* What you need to do: Translate this sentence from the cystic fibrosis text below into Spanish: "This condition is not contagious; it is manifested from the time of birth and is hereditary."

* Extract:

|---|

Published: 11/20/2010 - Updated: 07/15/2016
Cystic fibrosis is a disorder that causes the formation and accumulation of a thick and sticky mucus that affects mainly the lungs, intestines, pancreas and liver. It is also characterized by affecting the body's exocrine glands, primarily those that produce mucus (salivary glands and sweat glands) and the presence of high concentrations of salt in sweat, a sign that a standard test uses to diagnose the disorder by a test measurement of electrolytes in sweat.
The name cystic fibrosis refers to the processes involved in healing (fibrosis) and cyst formation within the pancreas, also known as mucovicidosis (Latin muccus, "mucus" and viscosus, sticky). This condition is not contagious; it is manifested from the time of birth and is hereditary. It can affect many organs and cause various symptoms depending on the person.
Frequently possible symptoms of Cystic Fibrosis:
- Shortness of breath is one of the most common symptoms
- Frequent or chronic lung infections which are resistant to antibiotics and drugs. Pulmonary involvement is one of the most serious consequences of this condition and helps determine the diagnosis because the continuous damage to the lung tissue cause infections, in many cases needing lung transplantation.
- Symptoms are easily confused with bronchitis, pneumonia, cough, etc.
- Reduced growth
- Fat, smelly stools
- Frequent high fevers
- Frequent tiredness or fatigue, probably depression
- Belly pain without apparent cause.
- Low weight and thin body
Conditions that it can cause:
- Nasal polyps
- Poor absorption of food
- Rectal prolapse
- Cirrhosis of the liver
- Joint Diseases
Cystic fibrosis is caused mainly by mutations in a gene known as trans-membrane conductance regulator, which is involved in the production of sweat, digestive juices and mucus. Healthy people generally have two functional copies of the gene, although only one is needed to prevent the development of cystic fibrosis. Thus, cystic fibrosis will develop when any of these genes doesn’t work in a normal way.

|---|

* Data for analysis:
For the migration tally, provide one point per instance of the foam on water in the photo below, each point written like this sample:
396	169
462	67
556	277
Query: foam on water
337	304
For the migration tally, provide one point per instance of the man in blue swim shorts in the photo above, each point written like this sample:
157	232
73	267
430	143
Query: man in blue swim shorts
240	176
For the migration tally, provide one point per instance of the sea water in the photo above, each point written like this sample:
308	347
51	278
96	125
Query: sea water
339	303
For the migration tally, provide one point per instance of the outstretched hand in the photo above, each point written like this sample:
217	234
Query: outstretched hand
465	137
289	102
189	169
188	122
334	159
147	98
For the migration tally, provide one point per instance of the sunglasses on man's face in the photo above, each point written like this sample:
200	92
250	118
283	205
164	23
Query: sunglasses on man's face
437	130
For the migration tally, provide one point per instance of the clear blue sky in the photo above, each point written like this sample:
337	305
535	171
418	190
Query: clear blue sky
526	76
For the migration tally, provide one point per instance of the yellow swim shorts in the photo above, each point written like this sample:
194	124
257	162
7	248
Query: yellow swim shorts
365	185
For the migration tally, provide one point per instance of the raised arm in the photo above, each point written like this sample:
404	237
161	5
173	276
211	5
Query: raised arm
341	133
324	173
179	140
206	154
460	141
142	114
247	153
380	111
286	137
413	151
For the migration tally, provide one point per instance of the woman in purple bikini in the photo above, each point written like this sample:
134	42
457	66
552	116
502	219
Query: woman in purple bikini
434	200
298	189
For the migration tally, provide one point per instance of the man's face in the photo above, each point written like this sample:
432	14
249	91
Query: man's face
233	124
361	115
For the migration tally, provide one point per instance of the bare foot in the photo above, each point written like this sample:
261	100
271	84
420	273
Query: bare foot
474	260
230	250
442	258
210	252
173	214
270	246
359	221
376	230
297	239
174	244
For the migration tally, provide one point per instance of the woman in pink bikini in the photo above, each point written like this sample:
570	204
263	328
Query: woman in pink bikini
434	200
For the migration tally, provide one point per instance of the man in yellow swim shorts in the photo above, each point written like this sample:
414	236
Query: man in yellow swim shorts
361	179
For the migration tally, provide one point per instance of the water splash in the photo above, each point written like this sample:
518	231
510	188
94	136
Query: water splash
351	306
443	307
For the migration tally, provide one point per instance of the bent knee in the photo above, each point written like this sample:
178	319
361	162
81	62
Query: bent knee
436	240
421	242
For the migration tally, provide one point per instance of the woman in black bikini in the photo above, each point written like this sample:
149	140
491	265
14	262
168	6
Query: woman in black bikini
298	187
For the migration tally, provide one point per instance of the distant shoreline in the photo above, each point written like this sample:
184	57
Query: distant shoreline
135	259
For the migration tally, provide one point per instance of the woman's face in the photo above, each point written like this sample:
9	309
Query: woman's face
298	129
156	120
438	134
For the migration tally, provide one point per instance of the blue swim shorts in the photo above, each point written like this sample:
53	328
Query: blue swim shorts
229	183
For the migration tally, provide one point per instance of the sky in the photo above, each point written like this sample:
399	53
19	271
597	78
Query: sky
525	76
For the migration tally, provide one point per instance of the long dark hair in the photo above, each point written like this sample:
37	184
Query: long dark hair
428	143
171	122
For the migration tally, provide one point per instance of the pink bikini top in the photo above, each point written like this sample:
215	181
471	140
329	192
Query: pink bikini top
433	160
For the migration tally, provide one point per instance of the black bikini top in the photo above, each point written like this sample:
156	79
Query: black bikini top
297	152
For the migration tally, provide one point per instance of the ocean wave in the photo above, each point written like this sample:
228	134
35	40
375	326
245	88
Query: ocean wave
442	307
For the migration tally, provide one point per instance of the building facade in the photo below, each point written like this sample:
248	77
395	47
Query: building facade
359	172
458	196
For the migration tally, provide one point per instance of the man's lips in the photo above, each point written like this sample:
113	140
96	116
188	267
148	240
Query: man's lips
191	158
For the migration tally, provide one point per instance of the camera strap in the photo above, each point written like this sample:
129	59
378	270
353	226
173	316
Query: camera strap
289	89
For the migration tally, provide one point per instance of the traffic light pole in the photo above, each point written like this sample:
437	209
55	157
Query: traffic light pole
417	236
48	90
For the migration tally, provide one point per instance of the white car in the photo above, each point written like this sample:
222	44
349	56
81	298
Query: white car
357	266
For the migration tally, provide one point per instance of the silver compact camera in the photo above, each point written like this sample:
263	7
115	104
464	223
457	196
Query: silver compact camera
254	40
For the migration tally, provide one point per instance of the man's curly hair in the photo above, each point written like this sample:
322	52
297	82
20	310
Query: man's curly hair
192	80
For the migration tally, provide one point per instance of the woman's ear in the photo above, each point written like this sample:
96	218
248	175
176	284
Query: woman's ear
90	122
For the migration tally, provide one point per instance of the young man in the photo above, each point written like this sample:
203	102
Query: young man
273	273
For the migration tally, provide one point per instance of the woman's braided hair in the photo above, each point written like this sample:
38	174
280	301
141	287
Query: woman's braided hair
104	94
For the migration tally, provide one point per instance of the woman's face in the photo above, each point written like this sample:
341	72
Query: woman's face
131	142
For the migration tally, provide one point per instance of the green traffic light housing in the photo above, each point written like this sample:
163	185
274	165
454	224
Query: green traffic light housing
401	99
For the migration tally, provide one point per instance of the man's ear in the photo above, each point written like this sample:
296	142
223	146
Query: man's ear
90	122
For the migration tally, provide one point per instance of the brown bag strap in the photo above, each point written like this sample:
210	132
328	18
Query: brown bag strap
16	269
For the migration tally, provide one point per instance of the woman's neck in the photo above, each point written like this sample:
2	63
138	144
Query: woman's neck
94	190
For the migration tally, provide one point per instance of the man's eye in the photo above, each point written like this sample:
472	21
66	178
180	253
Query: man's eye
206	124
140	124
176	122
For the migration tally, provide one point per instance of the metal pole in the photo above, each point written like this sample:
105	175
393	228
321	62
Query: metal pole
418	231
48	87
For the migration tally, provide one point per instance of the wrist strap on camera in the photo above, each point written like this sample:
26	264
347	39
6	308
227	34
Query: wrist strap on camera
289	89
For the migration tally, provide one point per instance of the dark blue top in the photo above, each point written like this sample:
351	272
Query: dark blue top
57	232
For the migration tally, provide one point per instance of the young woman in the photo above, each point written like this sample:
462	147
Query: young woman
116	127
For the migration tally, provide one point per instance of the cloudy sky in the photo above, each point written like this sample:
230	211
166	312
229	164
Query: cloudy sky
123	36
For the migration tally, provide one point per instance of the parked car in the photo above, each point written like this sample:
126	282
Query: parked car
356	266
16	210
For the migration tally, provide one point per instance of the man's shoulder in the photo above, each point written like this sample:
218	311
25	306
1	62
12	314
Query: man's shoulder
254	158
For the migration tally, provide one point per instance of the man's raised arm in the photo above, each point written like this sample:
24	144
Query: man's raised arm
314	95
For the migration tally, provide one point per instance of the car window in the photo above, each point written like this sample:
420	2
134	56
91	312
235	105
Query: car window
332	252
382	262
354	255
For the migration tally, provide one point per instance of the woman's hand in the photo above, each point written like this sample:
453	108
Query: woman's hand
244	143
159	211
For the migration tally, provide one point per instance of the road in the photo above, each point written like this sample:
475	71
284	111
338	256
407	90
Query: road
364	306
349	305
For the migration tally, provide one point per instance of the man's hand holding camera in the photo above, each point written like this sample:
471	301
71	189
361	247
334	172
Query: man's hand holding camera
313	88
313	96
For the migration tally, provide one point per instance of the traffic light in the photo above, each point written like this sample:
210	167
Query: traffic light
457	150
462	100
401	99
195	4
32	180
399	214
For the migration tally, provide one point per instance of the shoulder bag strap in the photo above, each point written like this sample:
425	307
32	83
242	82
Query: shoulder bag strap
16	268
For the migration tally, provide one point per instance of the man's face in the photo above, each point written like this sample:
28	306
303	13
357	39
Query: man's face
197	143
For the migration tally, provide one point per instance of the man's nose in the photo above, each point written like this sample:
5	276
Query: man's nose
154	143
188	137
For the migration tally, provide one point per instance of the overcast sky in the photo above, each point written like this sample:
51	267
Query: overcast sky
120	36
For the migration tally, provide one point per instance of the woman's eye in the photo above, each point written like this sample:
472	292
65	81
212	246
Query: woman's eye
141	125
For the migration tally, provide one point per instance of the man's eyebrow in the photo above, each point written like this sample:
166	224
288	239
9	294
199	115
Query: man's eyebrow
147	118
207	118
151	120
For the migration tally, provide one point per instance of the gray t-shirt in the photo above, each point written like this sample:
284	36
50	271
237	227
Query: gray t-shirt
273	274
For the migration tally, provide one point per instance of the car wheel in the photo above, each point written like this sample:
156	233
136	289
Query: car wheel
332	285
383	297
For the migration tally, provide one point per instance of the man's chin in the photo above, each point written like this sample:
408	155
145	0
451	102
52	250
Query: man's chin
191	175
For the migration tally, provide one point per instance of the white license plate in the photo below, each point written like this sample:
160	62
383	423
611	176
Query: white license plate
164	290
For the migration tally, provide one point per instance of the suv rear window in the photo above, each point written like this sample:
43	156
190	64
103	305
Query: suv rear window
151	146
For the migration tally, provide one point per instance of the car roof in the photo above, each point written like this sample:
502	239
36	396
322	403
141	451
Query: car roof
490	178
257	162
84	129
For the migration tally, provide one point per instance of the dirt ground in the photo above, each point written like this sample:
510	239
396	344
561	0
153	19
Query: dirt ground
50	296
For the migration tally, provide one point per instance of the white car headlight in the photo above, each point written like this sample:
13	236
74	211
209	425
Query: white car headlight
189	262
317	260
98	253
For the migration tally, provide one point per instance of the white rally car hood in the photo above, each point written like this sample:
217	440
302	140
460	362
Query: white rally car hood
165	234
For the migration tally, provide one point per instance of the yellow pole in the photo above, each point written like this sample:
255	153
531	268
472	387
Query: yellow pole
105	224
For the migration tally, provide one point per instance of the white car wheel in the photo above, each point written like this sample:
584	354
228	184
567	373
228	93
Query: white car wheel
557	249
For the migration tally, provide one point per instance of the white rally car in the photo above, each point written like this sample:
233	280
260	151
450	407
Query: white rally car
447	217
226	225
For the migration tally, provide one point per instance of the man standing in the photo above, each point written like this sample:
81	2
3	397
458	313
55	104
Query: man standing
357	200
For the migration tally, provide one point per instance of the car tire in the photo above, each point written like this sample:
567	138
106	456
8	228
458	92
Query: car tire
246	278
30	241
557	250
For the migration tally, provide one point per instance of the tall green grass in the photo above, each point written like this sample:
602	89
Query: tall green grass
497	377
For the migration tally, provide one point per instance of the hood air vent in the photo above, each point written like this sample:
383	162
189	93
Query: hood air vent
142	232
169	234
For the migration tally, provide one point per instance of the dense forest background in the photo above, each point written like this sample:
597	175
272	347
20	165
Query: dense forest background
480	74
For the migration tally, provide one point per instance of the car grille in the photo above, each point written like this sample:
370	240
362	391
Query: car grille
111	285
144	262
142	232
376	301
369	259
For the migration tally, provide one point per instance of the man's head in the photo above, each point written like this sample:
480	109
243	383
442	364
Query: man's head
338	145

|---|

* Your solution: Esta afección no es contagiosa; se manifiesta desde el momento del nacimiento y es hereditaria.